>>>
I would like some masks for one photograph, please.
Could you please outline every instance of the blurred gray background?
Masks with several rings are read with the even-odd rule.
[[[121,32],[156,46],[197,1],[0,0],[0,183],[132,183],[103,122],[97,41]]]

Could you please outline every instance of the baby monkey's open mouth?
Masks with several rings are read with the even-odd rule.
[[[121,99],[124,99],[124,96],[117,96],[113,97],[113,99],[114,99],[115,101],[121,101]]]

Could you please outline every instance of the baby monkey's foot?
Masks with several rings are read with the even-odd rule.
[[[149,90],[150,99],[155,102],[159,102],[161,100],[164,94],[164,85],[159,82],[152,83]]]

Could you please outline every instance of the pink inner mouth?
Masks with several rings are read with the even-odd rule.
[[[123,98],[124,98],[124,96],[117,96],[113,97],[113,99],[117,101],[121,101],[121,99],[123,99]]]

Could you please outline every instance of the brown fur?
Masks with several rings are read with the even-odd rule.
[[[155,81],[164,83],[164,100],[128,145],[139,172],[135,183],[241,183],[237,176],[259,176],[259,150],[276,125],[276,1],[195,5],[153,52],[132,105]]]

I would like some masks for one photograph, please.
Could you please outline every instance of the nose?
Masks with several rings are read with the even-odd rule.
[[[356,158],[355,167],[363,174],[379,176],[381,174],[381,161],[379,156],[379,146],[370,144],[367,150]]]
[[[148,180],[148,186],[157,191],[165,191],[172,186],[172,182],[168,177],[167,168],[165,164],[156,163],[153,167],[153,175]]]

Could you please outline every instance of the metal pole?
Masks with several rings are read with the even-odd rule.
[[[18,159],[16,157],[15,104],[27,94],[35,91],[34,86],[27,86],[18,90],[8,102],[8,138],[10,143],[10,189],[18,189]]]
<<<
Nothing should be left out: repeat all of the data exactly.

## TASK RESPONSE
I would like some masks for one photograph, please.
Could you please outline every instance of the blurred gray background?
Masks with several rings are read with the even-odd rule.
[[[121,32],[156,46],[197,1],[0,0],[0,183],[132,183],[103,122],[97,41]]]

Could you please outline every instance of the baby monkey's open mouth?
Masks with several rings are read with the even-odd rule.
[[[121,99],[124,99],[124,96],[117,96],[113,97],[113,99],[114,99],[115,101],[121,101]]]

Could you please outline every instance of the baby monkey's foot?
Masks with several rings are read with the even-odd rule.
[[[149,90],[150,99],[155,102],[159,102],[161,100],[164,94],[164,85],[159,82],[152,83]]]

Could you please outline every instance of the pink inner mouth?
Masks with several rings are read with the even-odd rule.
[[[123,98],[124,98],[124,96],[117,96],[113,97],[113,99],[117,101],[121,101],[121,99],[123,99]]]

Could you please outline every instance of the brown fur?
Masks with several rings are read with the even-odd rule.
[[[155,81],[164,83],[164,100],[128,145],[139,172],[135,183],[241,183],[237,176],[259,176],[259,150],[276,125],[276,1],[195,5],[153,52],[132,105]]]

I would like some masks for one photograph, please.
Could you please outline every instance of the nose?
Masks with several rings are read with the even-odd rule.
[[[356,158],[355,167],[363,174],[379,176],[381,174],[381,161],[379,156],[379,146],[370,144],[367,150]]]
[[[148,180],[148,186],[157,191],[165,191],[172,186],[172,182],[168,177],[167,168],[165,164],[156,163],[153,167],[153,175]]]

Could you please outline every instance of the metal pole?
Masks with several rings are read with the even-odd rule.
[[[18,159],[16,157],[15,104],[27,94],[35,91],[34,86],[27,86],[18,90],[8,102],[8,138],[10,143],[10,189],[18,189]]]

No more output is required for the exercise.